Produce the listing below again, exactly as shown.

Records from a dataset:

________________

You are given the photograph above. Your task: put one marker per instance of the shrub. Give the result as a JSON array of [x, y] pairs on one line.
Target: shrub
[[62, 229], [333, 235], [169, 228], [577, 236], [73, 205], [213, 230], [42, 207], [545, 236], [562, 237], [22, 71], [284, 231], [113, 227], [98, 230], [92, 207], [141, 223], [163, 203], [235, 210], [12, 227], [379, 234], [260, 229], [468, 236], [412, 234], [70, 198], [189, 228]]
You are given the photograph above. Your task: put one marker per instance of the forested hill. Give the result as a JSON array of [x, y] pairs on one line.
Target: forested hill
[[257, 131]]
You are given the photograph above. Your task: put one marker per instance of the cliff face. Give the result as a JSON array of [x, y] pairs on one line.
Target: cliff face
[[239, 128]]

________________

Exercise solution:
You are given the photograph above. Your task: put one marker per instance of the shrub. Give the result as a JSON array of [x, y] pairs on one line.
Target: shrub
[[62, 229], [333, 235], [169, 228], [577, 236], [73, 205], [213, 230], [42, 207], [545, 236], [562, 237], [22, 71], [284, 231], [113, 227], [98, 230], [92, 207], [141, 223], [163, 203], [235, 210], [12, 227], [379, 234], [260, 229], [468, 236], [412, 234], [70, 198], [189, 228]]
You are given the photograph above. Your task: put one marker per instance of the forested hill. Give the result as a JSON array of [x, y] pairs on one line.
Target: forested hill
[[257, 131]]
You are given the photograph above. Your task: put one marker per instance of the cliff face. Give the result as a JSON array of [x, y] pairs on one line.
Target: cliff face
[[239, 128]]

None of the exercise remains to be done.